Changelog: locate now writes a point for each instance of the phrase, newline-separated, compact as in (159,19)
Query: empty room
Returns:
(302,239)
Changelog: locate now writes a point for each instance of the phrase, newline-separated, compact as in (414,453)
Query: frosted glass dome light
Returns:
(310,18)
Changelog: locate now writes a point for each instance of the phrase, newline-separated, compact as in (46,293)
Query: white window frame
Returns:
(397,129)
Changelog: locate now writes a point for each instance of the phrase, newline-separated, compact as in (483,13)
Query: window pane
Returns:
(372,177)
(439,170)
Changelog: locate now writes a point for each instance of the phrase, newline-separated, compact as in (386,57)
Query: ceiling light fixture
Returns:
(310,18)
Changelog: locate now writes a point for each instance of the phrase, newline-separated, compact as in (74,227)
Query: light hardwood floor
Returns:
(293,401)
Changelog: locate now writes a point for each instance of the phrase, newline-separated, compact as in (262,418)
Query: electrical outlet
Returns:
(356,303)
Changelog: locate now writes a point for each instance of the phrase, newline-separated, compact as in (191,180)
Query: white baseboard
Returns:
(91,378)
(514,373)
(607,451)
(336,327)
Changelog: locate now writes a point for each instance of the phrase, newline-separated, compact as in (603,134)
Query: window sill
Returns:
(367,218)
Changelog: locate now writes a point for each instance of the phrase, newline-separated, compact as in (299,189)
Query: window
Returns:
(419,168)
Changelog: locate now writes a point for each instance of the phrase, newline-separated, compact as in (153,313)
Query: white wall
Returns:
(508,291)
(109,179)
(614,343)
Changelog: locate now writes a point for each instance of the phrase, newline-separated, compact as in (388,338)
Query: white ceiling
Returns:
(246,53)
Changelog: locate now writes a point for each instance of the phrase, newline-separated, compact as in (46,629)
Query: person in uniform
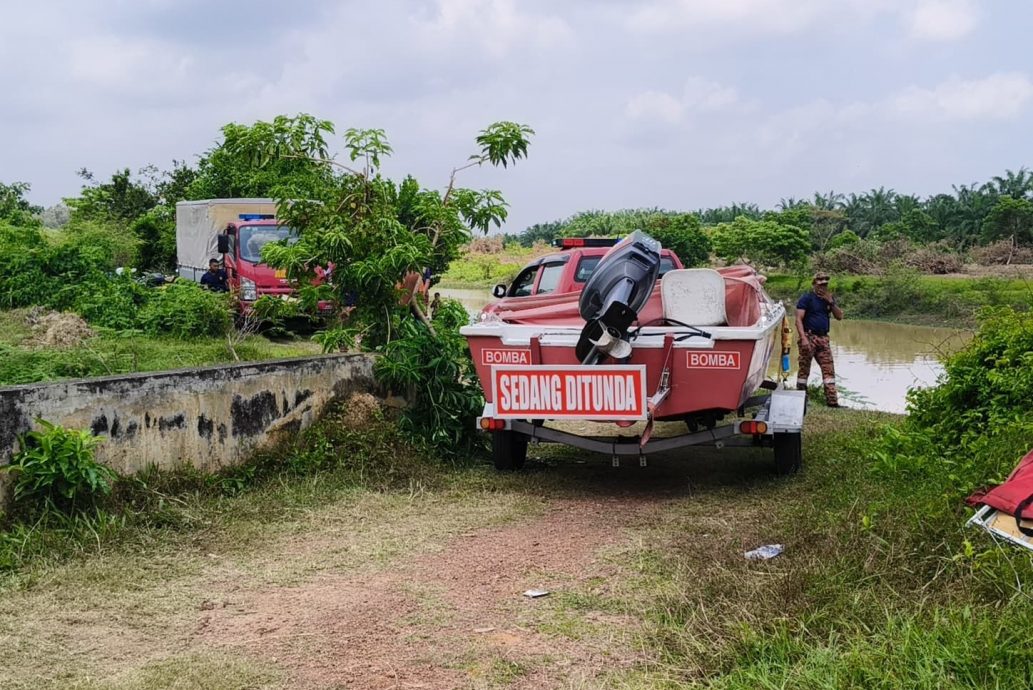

= = = =

• **WRITTEN EXERCISE**
Change every "Returns" in these lines to "Output" and leave everything else as it is. Give all the lines back with that change, but omit the pictures.

• **TASK ANSWER**
Changelog: locate now writes a point for each instance of the phrase, newline-separated, compact as in (159,19)
Query: empty room
Output:
(302,239)
Changelog: locate now writes a point for each instance of the phrase, newline-separated, compact as in (414,453)
Query: frosted glass dome light
Output:
(310,18)
Changelog: locate now writes a point for each instance of the phrase, newline-separated, compact as in (46,293)
Query: white window frame
Output:
(397,129)
Changelog: locate now writes a point for each instance of the phrase, newline-separated, compact as in (483,13)
Query: window pane
Output:
(372,177)
(439,170)
Changelog: locate now writes a point for each instance of the phrase, newline-separated, compact as in (386,57)
Query: ceiling light fixture
Output:
(310,18)
Changelog: locate now writes a point for each instance of the phrase, newline-separated, compact as in (74,227)
Query: light hardwood floor
Output:
(293,401)
Changelog: locate now writes a point for each instance of the phrase, newline-separated, compact as in (262,418)
Query: electrical outlet
Output:
(356,303)
Changelog: locate now writes a point for each instance of the phrase, newline-separated, compact as in (191,180)
Query: white baseboard
Output:
(91,378)
(514,373)
(607,451)
(336,327)
Changelog: locate now writes a point for each instance of the phrase, newline-separated, compact as in (603,134)
Query: window sill
Output:
(367,218)
Changelog: locate now writes a point for each instance of the phrase, newline-separated, compact as in (299,189)
Query: window
Output:
(419,168)
Changelog: locate now writes a point for each instance of the phrase, newline-separated, compact as in (153,313)
Query: white wall
Output:
(508,291)
(109,179)
(614,343)
Changelog: locate now writes a point for each instance of the phrase, newline-separated, compact as in (388,338)
Query: white ceiling
Output:
(246,53)
Changelog: locate now writes a point for each instance of the phrase, newline-separated, compact as in (46,629)
Query: person in uniform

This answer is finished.